WHAT YOU SHOULD DO
Provide an exact reproduction of every entry.

WORKING DATA
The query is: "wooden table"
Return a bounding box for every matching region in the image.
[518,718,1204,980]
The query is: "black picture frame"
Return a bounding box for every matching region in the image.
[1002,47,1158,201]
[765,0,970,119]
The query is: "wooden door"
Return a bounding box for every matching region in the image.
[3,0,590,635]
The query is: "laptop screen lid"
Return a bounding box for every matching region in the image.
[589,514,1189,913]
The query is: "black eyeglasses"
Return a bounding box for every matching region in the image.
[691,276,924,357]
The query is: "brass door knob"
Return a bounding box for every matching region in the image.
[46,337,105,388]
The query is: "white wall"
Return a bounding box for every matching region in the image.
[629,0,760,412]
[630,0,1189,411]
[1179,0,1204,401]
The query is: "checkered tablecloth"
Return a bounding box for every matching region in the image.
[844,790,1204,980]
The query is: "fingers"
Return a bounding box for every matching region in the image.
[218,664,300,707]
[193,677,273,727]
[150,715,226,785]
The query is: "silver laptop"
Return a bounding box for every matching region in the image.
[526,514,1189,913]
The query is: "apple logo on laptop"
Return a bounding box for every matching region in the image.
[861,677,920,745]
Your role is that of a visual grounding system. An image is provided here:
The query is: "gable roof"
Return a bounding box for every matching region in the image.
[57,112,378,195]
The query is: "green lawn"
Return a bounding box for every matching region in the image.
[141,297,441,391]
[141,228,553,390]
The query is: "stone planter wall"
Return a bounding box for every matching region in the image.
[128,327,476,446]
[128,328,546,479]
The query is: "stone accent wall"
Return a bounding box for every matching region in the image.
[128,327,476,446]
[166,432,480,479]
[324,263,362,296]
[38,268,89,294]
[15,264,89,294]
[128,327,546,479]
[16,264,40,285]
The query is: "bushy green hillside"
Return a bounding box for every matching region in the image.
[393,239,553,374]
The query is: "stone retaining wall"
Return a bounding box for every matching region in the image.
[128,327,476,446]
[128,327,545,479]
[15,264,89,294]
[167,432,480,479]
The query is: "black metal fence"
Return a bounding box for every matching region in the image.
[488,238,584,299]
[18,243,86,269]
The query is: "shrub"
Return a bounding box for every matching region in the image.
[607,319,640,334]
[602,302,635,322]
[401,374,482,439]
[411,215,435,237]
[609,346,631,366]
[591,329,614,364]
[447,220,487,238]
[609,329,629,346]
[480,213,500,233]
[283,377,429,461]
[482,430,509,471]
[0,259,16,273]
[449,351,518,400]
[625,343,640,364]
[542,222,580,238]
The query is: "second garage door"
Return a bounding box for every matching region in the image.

THE ANSWER
The query is: "wooden table"
Return a bounding box for every matching region in the image.
[518,718,1204,980]
The query is: "black picture frame"
Return a bounding box for every matching region in the image.
[1002,47,1158,201]
[765,0,970,119]
The query is: "wooden door"
Return a bounding box for every matching region in the image.
[3,0,590,635]
The query is: "laptop screen lid"
Return a bounding box for every matching region in the image.
[589,514,1189,913]
The query is: "black eyeglasses"
Return a bounding box for every matching region in the image.
[691,276,924,357]
The query is: "brass door knob"
Return a bounding box for every matching region in the image.
[46,337,105,388]
The query is: "white wall"
Return a bounding box for every matching region in the image.
[629,0,760,412]
[630,0,1189,411]
[1179,0,1204,401]
The query is: "checkered tablecloth"
Return a bounding box for every matching region in the image.
[844,790,1204,980]
The query is: "fingers"
Return a bounding box for every matching region in the image.
[218,664,300,707]
[193,677,273,727]
[150,715,226,785]
The query is: "silver laptop"
Return a bounding box for every matching region in the image.
[526,514,1189,913]
The query is: "apple logo on laptop"
Return a bounding box for every matching region in the image.
[861,677,920,745]
Your role is that of a visual grounding system. An image is provided here:
The query is: "gable roof"
Return a bounding box for every matching region in the image.
[57,112,378,195]
The query is: "green lawn"
Return a bounding box for every matching region in the image.
[141,297,441,391]
[141,228,553,390]
The query is: "stone planter wall"
Return a bounding box for every matching region in the image.
[128,327,476,446]
[128,328,546,479]
The query is: "stone accent wall"
Return a bounding box for every matching region in the image.
[128,327,476,446]
[166,432,480,479]
[324,263,362,296]
[38,268,89,294]
[15,264,89,294]
[128,327,546,479]
[16,264,40,285]
The query is: "bushy green hillside"
Return a bounding box for every matching region in the image.
[393,239,553,374]
The query is: "stone retaining wall"
Return a bounding box for every matching region in the image.
[128,327,476,446]
[128,327,545,479]
[15,264,89,294]
[167,432,480,479]
The query is: "black metal fence"
Return a bounding box for every matching region in the image.
[488,238,584,299]
[18,243,86,269]
The query is: "shrub"
Return a bounding box for every matching region in the image.
[607,319,640,334]
[602,302,635,322]
[401,374,482,439]
[411,215,435,237]
[609,346,631,366]
[591,329,614,364]
[447,220,487,238]
[609,329,629,346]
[480,213,500,233]
[283,377,429,461]
[482,430,509,471]
[0,259,16,273]
[449,351,518,400]
[625,343,640,364]
[542,222,580,238]
The query is: "second garage door"
Return a bounding box for every matching region in the image.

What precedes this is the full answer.